Begin Selected passage

Opinion
Civil Action 23-cv-01059-NYW-STV
12-06-2023
MEMORANDUM OPINION AND ORDER
Nina Y. Wang United States District Judge
This matter comes before the Court on Defendants' Motion to Transfer and Supporting Memorandum of Law (“Motion to Transfer”), [Doc. 18, filed June 30, 2023], and Defendants' Amended Motion to Dismiss Complaint and Supporting Memorandum of Law (“Motion to Dismiss”), [Doc. 21, filed July 6, 2023], filed by Defendants Concord01, LLC; 1001088 Alberta, Inc.; Flight LLC; St. John's Holding, LLC; Karry Warburton; William Warburton; ConcordR01, LLC; LINNCO34, LLC; and Vodicka01, LLC (“Defendants”). Plaintiffs Whale Family Investments, LP and Ranslem Capital, L.P. (“Plaintiffs”) have responded, [Doc. 24; Doc. 25], and Defendants have replied, [Doc. 26; Doc. 31]. The Court finds that oral argument will not materially assist in the disposition of these motions. Upon review of the Parties' briefing, the entire docket, and the applicable case law, this Court respectfully GRANTS the Motion to Dismiss and DENIES as moot the Motion to Transfer.

End Selected passage
Begin Entries provided

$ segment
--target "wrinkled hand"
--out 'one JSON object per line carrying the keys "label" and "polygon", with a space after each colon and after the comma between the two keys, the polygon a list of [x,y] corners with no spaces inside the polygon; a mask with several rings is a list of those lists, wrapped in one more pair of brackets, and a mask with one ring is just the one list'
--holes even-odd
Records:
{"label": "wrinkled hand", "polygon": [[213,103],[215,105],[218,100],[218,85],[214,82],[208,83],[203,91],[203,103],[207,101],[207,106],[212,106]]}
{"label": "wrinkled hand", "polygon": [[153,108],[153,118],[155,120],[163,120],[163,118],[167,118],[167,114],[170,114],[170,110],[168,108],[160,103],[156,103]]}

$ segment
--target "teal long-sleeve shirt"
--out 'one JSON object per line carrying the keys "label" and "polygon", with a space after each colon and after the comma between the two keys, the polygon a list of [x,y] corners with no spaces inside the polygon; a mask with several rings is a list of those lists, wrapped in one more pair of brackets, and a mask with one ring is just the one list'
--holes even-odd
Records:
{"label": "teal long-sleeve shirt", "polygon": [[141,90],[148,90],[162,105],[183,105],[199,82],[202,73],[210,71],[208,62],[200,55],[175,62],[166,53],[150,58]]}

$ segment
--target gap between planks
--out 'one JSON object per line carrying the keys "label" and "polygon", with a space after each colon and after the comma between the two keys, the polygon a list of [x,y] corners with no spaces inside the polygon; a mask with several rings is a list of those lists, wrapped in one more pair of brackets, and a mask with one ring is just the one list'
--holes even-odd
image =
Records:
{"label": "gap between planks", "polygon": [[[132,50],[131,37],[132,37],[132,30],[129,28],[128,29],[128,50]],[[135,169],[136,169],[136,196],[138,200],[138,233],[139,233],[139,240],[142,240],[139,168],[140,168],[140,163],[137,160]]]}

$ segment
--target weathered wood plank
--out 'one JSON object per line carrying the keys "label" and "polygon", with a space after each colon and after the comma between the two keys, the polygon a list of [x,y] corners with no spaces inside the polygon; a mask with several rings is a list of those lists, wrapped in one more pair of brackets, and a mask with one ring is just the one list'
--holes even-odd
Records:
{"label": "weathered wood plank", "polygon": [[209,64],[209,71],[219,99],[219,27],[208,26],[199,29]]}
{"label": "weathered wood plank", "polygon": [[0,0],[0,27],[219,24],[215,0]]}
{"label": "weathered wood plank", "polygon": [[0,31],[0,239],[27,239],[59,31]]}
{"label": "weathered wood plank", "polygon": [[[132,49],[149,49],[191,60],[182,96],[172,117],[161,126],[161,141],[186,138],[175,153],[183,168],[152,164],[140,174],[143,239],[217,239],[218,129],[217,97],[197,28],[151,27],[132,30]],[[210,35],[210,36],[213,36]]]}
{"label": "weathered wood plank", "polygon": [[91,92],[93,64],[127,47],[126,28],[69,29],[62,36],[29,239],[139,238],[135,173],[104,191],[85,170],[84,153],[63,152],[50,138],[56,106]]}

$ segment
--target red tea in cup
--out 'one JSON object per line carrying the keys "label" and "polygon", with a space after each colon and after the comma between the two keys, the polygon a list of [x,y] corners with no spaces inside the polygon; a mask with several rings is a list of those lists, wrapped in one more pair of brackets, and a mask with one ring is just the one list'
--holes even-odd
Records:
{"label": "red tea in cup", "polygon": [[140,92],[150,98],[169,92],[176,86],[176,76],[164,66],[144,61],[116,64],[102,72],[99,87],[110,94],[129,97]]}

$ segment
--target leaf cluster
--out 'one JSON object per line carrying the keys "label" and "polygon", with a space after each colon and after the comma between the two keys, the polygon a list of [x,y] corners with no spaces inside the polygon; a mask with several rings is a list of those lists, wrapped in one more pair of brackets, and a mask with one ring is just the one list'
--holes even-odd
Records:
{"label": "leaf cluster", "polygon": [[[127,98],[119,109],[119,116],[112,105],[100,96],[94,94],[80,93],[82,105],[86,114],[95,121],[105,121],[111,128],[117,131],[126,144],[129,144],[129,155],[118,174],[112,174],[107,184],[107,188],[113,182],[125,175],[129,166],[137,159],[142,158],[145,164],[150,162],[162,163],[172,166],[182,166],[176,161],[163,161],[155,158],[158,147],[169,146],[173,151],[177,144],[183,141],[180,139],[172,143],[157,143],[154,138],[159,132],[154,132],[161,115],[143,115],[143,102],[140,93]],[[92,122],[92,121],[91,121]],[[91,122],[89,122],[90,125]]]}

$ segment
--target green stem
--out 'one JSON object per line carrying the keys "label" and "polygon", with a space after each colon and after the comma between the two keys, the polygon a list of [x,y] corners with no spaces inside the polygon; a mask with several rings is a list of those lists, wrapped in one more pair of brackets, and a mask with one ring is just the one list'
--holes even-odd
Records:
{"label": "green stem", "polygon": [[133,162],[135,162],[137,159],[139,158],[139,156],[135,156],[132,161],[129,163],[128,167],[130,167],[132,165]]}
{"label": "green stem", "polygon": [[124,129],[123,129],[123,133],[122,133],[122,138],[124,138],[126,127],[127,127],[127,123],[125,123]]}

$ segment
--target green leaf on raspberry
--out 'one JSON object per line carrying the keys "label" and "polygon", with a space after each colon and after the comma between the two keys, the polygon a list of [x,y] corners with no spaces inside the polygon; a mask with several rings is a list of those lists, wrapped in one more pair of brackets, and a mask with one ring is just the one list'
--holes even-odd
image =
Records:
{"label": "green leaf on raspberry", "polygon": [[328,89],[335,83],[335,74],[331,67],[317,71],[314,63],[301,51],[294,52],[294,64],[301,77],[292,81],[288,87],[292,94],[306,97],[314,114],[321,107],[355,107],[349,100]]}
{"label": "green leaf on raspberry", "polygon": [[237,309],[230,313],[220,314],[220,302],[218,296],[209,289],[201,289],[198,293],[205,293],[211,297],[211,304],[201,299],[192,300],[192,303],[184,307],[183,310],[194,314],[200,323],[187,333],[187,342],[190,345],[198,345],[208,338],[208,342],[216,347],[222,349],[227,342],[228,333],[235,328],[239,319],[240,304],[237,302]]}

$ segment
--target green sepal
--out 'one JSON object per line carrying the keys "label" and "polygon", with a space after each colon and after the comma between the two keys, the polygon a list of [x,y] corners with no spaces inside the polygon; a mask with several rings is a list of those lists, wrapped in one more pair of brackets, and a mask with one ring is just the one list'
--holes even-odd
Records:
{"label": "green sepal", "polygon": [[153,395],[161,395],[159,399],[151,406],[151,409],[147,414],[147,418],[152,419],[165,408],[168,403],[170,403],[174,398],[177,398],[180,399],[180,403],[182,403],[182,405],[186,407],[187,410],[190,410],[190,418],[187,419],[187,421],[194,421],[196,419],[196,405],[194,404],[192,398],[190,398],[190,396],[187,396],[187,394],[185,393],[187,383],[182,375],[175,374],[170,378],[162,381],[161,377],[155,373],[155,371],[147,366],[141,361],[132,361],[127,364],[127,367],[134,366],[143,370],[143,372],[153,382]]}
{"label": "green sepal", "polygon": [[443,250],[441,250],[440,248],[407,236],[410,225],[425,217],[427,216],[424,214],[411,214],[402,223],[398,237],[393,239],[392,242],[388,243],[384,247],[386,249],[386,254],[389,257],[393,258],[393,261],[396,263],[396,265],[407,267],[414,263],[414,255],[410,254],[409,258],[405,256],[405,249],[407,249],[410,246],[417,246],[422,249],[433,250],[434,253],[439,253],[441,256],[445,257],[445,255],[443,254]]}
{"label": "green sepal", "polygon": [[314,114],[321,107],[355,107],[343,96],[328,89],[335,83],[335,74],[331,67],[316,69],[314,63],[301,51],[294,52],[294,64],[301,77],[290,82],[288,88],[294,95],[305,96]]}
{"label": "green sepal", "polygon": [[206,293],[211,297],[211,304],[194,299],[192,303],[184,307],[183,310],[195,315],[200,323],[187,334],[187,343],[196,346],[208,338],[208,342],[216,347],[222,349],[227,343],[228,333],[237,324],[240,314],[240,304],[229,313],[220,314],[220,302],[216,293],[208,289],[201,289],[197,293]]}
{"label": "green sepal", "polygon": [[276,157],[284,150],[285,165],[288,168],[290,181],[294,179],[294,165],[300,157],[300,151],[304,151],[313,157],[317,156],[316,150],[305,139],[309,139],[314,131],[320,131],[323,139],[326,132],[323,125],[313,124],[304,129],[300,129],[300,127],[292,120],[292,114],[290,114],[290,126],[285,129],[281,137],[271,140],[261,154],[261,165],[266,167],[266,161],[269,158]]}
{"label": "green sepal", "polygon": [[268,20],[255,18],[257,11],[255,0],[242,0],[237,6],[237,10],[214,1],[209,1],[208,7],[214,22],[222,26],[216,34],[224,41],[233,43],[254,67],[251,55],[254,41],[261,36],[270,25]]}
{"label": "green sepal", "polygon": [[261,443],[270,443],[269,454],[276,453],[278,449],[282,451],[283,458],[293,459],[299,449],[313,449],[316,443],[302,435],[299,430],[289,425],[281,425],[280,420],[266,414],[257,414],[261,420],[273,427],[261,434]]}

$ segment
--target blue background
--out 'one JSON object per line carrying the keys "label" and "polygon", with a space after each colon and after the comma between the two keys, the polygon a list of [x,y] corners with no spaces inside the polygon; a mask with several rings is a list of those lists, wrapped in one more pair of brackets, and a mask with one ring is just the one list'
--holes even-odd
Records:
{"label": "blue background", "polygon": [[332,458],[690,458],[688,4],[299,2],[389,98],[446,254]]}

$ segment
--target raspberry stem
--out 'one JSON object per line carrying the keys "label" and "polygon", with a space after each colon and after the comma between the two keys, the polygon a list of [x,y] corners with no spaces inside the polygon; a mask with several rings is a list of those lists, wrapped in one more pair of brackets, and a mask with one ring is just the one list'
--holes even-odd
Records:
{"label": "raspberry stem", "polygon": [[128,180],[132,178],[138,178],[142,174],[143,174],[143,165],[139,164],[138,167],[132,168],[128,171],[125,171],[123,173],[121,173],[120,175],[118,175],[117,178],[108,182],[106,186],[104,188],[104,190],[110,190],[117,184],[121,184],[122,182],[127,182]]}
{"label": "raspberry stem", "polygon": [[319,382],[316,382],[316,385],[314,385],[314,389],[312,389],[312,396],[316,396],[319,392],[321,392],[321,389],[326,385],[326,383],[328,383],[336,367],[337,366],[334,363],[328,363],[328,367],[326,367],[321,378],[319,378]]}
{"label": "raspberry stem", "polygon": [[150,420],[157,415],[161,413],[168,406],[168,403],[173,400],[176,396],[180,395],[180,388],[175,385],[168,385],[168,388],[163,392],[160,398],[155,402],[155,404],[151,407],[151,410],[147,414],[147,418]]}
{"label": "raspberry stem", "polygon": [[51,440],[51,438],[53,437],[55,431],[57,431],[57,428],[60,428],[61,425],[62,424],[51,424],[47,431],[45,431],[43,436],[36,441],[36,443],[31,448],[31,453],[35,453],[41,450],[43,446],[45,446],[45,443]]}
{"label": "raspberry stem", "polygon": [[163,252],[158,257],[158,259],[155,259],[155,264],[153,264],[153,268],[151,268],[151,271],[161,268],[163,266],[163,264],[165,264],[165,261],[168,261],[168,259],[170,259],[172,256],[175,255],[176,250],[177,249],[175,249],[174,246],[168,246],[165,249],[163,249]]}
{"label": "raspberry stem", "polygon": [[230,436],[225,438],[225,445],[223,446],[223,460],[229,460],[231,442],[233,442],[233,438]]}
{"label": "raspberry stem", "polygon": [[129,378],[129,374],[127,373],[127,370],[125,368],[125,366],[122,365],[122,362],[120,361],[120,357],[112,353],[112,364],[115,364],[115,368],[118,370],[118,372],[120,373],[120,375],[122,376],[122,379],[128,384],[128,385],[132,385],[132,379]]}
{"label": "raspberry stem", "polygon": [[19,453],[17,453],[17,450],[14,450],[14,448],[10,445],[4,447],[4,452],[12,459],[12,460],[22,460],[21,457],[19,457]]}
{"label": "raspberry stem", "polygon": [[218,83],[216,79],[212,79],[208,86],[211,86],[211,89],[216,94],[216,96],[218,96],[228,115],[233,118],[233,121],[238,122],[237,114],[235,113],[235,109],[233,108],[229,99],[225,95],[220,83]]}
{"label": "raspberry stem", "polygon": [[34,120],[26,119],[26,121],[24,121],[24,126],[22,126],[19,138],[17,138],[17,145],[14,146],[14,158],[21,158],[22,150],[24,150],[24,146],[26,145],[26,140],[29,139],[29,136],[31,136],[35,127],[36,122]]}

End Entries provided

**Complete the following:**
1. Decide whether each statement below agrees with the memorandum opinion. Answer yes or no for each, and quote the words of the memorandum opinion that settle it.
(a) The Motion to Dismiss was filed on July 6, 2023.
(b) The Court heard oral argument before ruling on the motions.
(c) The Motion to Transfer was denied as moot.
2. According to the memorandum opinion, which parties are the Plaintiffs?
3. Summarize the memorandum opinion in two sentences.

**The answers:**
1.
(a) Yes: "[Doc. 21, filed July 6, 2023]"
(b) No: "The Court finds that oral argument will not materially assist in the disposition of these motions."
(c) Yes: "DENIES as moot the Motion to Transfer"

2. Whale Family Investments, LP and Ranslem Capital, L.P.

3. The Court considered the Defendants' Motion to Transfer and their amended Motion to Dismiss, which the Plaintiffs Whale Family Investments, LP and Ranslem Capital, L.P. opposed. After reviewing the briefing, the docket, and the applicable case law without oral argument, the Court granted the Motion to Dismiss and denied the Motion to Transfer as moot.